• Task goal:
Extract each line in the data below that contains the word "green".

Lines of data
################

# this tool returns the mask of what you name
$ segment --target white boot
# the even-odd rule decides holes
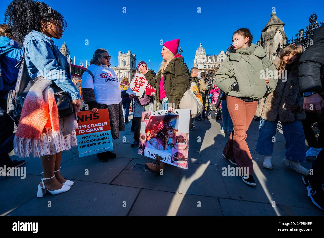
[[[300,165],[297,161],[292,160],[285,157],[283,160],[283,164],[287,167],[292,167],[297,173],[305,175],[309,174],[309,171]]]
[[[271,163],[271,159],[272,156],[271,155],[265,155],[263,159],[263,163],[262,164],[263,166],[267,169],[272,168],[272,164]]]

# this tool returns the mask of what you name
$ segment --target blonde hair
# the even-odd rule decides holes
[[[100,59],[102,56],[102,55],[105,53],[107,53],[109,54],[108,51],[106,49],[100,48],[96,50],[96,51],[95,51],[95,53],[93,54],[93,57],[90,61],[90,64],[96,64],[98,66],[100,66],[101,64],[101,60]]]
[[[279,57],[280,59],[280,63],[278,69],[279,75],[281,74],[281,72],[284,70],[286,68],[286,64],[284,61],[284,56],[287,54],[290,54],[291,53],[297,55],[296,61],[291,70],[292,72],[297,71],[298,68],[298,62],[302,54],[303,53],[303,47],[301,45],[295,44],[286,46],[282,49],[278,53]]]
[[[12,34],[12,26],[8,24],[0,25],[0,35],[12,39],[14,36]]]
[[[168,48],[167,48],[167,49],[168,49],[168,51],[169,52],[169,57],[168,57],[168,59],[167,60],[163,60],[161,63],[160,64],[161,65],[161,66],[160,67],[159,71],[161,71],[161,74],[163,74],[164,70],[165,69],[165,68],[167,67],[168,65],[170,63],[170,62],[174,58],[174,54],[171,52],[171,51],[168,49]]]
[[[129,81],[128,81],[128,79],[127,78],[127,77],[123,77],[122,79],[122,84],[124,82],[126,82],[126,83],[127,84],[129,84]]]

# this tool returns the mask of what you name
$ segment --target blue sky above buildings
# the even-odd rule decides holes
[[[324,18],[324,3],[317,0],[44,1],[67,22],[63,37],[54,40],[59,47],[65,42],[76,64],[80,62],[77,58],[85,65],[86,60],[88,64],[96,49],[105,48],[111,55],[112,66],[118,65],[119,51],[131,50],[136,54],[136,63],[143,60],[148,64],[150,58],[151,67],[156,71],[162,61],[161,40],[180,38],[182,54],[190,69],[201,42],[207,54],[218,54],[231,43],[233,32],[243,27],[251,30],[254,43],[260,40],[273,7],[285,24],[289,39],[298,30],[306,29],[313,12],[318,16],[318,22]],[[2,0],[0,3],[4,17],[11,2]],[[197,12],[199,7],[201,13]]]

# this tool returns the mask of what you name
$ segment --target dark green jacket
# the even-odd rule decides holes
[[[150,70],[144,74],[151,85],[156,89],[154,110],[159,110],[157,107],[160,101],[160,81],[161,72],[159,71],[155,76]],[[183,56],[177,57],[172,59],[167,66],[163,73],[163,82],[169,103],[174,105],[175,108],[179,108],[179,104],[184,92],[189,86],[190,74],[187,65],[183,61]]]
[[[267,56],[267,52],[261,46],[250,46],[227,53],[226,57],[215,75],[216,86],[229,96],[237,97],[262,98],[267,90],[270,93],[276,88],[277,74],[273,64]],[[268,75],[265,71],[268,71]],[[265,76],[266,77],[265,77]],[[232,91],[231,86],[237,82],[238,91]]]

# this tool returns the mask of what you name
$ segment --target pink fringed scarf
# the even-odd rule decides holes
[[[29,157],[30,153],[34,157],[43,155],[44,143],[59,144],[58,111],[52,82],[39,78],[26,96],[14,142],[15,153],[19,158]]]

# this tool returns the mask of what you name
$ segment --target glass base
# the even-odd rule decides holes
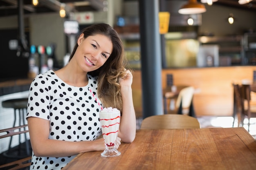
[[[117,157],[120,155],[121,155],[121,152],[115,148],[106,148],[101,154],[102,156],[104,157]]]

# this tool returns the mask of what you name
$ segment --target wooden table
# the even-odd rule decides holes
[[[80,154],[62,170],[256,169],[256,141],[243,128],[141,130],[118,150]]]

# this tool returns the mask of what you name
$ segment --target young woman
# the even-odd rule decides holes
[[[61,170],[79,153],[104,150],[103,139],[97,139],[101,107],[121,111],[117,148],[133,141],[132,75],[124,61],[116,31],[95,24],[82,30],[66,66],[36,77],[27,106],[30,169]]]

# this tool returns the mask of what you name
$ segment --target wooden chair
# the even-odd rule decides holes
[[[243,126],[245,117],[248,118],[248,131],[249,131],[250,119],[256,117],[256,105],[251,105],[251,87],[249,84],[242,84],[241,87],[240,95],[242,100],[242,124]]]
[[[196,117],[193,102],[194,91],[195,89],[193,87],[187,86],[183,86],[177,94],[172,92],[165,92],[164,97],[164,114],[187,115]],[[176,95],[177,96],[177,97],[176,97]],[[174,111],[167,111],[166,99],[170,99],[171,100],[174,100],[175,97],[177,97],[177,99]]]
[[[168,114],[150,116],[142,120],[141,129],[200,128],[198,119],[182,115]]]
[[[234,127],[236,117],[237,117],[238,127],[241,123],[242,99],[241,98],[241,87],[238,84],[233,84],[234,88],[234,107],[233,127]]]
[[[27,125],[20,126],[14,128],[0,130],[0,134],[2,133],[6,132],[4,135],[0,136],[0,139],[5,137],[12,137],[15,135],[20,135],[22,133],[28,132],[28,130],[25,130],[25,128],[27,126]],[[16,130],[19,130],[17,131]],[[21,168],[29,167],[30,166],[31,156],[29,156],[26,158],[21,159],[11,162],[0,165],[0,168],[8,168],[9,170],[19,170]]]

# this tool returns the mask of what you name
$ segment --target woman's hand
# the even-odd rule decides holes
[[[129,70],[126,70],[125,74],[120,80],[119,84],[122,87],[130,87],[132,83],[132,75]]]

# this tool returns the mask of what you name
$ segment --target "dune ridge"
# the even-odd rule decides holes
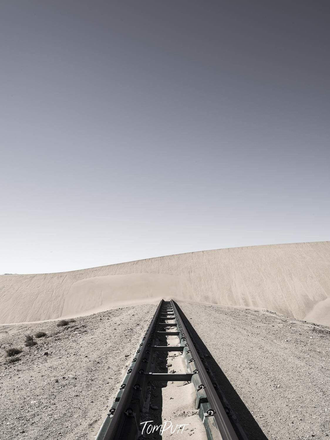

################

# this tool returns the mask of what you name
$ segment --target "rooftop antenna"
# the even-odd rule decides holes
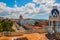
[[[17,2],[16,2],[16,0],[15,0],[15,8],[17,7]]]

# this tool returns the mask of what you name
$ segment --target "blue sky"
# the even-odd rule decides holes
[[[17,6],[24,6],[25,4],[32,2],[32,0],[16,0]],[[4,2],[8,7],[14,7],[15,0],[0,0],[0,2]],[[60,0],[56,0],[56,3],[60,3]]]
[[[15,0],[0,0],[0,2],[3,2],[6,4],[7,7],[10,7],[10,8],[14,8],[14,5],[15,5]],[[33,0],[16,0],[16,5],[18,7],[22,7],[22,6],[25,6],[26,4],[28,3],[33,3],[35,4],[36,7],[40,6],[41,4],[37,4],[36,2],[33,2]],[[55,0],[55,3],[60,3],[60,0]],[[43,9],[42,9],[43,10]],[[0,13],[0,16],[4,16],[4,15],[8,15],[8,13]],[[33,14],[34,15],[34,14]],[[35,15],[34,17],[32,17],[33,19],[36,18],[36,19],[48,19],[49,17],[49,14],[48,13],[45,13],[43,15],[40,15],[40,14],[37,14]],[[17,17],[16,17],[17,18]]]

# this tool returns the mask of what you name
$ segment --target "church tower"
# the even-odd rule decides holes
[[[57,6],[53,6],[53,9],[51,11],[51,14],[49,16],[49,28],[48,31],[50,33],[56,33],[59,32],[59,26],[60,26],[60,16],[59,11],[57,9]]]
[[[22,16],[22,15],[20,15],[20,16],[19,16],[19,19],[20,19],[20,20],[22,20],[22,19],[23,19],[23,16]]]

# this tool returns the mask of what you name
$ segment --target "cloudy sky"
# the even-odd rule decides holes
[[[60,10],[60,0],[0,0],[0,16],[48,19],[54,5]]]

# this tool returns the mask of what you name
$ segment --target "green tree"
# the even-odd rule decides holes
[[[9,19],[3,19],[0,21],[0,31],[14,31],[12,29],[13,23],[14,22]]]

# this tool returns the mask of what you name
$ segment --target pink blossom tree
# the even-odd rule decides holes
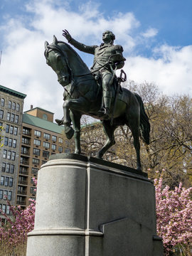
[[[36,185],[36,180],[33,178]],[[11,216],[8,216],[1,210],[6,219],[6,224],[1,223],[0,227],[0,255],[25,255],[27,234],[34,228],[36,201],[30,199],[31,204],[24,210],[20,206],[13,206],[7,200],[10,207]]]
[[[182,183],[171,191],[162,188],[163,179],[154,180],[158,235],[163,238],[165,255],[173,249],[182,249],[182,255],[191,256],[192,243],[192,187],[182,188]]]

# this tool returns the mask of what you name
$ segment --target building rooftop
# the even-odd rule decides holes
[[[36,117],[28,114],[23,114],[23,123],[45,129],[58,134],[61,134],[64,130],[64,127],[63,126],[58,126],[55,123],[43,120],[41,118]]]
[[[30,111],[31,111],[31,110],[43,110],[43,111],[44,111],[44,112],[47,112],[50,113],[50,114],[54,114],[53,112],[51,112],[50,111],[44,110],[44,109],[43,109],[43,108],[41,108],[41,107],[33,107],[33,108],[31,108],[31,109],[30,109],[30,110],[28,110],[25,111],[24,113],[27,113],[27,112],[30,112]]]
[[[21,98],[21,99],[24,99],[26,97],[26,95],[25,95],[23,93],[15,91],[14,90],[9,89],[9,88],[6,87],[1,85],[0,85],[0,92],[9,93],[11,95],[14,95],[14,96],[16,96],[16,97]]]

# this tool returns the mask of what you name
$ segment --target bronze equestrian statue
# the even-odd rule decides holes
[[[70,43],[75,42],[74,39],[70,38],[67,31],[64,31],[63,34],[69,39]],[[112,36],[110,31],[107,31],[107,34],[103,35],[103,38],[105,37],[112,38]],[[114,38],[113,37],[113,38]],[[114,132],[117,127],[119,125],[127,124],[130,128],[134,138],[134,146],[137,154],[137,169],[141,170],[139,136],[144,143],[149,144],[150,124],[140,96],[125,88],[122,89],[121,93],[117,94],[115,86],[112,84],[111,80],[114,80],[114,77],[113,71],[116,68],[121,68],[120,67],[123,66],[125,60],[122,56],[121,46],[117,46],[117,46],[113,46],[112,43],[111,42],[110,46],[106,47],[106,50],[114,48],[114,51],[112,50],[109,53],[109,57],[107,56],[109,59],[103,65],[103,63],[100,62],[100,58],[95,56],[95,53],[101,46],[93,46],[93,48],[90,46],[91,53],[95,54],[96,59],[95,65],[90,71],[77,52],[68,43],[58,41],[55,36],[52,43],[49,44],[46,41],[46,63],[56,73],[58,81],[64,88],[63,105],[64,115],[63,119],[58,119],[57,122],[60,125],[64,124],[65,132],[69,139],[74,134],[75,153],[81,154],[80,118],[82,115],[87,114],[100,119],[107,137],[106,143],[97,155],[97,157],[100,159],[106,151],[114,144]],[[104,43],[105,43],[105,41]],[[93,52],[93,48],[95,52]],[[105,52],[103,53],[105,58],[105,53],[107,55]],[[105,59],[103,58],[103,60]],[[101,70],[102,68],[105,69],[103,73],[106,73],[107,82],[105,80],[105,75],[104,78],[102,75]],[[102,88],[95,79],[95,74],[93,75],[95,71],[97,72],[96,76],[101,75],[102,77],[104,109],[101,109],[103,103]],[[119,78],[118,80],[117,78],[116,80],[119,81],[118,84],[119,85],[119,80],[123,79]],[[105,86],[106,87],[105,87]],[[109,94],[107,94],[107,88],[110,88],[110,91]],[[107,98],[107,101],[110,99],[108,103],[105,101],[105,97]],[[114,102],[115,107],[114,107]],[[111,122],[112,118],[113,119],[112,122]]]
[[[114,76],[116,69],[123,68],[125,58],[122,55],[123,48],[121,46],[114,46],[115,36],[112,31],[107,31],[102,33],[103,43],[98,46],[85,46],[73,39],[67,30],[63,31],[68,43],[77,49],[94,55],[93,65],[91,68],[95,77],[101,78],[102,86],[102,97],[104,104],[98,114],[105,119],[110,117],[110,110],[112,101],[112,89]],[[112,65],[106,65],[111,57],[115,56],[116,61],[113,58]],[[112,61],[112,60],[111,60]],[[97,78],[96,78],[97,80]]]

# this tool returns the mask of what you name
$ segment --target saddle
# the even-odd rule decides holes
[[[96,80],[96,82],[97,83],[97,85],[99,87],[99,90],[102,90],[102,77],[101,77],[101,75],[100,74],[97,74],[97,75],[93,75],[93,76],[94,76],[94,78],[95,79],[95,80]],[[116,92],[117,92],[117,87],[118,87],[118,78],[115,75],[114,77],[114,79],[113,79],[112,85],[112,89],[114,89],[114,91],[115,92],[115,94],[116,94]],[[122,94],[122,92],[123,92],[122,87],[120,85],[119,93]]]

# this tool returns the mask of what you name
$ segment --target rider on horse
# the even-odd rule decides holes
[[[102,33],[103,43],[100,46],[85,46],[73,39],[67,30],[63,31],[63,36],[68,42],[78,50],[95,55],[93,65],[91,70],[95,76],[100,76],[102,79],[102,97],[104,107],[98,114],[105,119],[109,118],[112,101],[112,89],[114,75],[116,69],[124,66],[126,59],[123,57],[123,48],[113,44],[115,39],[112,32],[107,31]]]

################

• Problem solution:
$ segment --target dark green jacket
$ segment --target "green tree"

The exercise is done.